# [Data rows]
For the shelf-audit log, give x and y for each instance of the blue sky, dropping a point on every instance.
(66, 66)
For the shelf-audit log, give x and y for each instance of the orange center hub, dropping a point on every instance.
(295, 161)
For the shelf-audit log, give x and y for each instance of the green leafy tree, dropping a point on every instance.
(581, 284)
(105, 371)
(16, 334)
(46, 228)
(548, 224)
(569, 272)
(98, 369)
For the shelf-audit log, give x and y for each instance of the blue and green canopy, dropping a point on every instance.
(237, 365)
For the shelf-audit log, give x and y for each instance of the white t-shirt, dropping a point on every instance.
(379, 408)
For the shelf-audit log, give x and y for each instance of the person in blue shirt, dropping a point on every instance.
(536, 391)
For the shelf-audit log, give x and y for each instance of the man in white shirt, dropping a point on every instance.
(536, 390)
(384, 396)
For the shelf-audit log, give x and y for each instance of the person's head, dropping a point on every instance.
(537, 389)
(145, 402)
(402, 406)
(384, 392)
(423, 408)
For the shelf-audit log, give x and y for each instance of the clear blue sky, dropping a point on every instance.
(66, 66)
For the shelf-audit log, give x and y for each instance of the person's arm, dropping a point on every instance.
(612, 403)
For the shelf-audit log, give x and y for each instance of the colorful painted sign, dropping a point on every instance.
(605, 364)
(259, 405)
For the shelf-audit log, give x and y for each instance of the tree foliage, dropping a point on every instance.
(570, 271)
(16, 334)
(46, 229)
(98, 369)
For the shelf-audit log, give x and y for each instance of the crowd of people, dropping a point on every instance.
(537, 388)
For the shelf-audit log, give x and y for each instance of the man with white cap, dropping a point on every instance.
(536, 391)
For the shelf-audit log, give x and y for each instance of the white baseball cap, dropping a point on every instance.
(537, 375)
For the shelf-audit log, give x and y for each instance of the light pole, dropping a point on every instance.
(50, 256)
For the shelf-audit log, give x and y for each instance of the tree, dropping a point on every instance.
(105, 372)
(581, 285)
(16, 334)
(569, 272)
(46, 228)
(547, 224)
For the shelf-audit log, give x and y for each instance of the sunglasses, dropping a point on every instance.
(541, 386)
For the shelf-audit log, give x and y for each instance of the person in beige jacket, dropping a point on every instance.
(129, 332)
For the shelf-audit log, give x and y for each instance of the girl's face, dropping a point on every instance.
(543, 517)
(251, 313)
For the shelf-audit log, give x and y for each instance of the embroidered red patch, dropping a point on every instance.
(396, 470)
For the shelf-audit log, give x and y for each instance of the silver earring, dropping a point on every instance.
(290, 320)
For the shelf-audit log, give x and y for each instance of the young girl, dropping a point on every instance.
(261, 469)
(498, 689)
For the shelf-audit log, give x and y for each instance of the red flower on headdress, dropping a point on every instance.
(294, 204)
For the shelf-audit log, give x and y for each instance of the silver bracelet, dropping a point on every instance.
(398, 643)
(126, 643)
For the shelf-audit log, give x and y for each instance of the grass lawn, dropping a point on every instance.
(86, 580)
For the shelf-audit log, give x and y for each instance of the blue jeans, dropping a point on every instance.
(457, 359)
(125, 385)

# [Directions for this task]
Can you turn every line of the records above into a JSON list of strings, with one string per line and blank lines left out?

# [Full solution]
[
  "For the shelf-audit log, give x and y for each instance of the blue sky, dropping a point on every instance.",
  "(66, 66)",
  "For the shelf-audit log, give x and y for each instance of the orange center hub, dropping a point on every instance.",
  "(295, 161)",
  "For the shelf-audit log, give x and y for each instance of the green leafy tree, dropping a point on every instance.",
  "(581, 284)",
  "(105, 371)",
  "(16, 334)",
  "(46, 228)",
  "(548, 224)",
  "(569, 272)",
  "(98, 369)",
  "For the shelf-audit log, give x and y for each instance of the blue and green canopy, dropping a point on every instance.",
  "(237, 365)",
  "For the shelf-audit log, give x and y for each instance of the white t-shirt, dropping a point on every instance.",
  "(379, 408)",
  "For the shelf-audit log, give x and y for each instance of the person in blue shirt, dropping a point on every instance.",
  "(536, 391)",
  "For the shelf-audit log, give x and y for each instance of the man in white shirt, dropping a point on every instance.",
  "(536, 390)",
  "(384, 396)",
  "For the shelf-audit log, give x and y for each instance of the person's head, dropping a point on every instance.",
  "(537, 389)",
  "(145, 402)",
  "(402, 406)",
  "(384, 392)",
  "(423, 408)",
  "For the shelf-audit log, give x and y for each instance of the clear blue sky, dropping a point on every instance.",
  "(66, 66)",
  "For the shelf-audit log, give x and y for each instance of the person's arm, dropping a point on every instance.",
  "(612, 403)",
  "For the shelf-audit log, give x and y for each instance of the colorful painted sign, dropping a point on every instance.",
  "(605, 364)",
  "(259, 405)",
  "For the shelf-audit log, give x and y for each instance of the tree foliage, dropping a point on every instance.",
  "(570, 271)",
  "(16, 334)",
  "(46, 229)",
  "(98, 369)",
  "For the shelf-audit log, give x and y for each instance of the crowd of people, dropping a point on every instance.",
  "(537, 388)",
  "For the shelf-audit log, give x and y for each instance of the man with white cap, dropping a point on every instance.",
  "(536, 391)",
  "For the shelf-audit log, give x and y for each instance of the white baseball cap, dropping a point on every instance.",
  "(537, 375)",
  "For the shelf-audit log, give x and y for each instance of the light pole, dropping a point on every instance.",
  "(50, 256)",
  "For the shelf-audit log, give x and y for each instance of the tree, dropping a point on every instance.",
  "(105, 372)",
  "(581, 285)",
  "(16, 334)",
  "(569, 272)",
  "(46, 228)",
  "(547, 224)",
  "For the shelf-audit log, give x and y for each instance of the sunglasses, dropping a point on every instance.",
  "(541, 386)",
  "For the shelf-audit log, give x and y for each instance of the person in beige jacket, dropping a point on every instance.",
  "(129, 332)",
  "For the shelf-audit log, give x and y for each instance of the girl's face, dropping a point on every instance.",
  "(543, 517)",
  "(251, 313)",
  "For the shelf-audit log, give x and y for each instance of the embroidered red patch, dropping a point on every instance.",
  "(396, 470)",
  "For the shelf-audit log, give x and y for each instance of the silver earring, dropping a point on every instance.",
  "(290, 320)",
  "For the shelf-audit log, give x and y for each instance of the young girl, dropping a point on every instance.",
  "(261, 469)",
  "(498, 689)",
  "For the shelf-audit log, give x and y for each instance of the red flower on headdress, dropping a point on every instance.",
  "(294, 204)",
  "For the shelf-audit log, give x and y for each instance of the silver bracelet, dropping a point on every instance.",
  "(398, 643)",
  "(126, 643)",
  "For the shelf-audit log, give x and y for each instance of the grass lawn, dropping a point on every instance.",
  "(86, 580)",
  "For the shelf-audit log, give x and y for each instance of the blue jeans, dropping a point on every instance.",
  "(457, 359)",
  "(125, 385)"
]